» **Exercise instructions**
Reproduce every line of the items below word for word, without altering anything.
━━━━━ Listing
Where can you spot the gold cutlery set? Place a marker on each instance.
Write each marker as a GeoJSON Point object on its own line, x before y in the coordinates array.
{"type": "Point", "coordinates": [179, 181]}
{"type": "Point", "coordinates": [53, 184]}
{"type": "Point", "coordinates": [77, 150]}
━━━━━━━━━━
» **Final result**
Where can you spot the gold cutlery set? Place a marker on each instance.
Write each marker as a GeoJSON Point object on its own line, x before y in the coordinates array.
{"type": "Point", "coordinates": [179, 181]}
{"type": "Point", "coordinates": [53, 184]}
{"type": "Point", "coordinates": [77, 150]}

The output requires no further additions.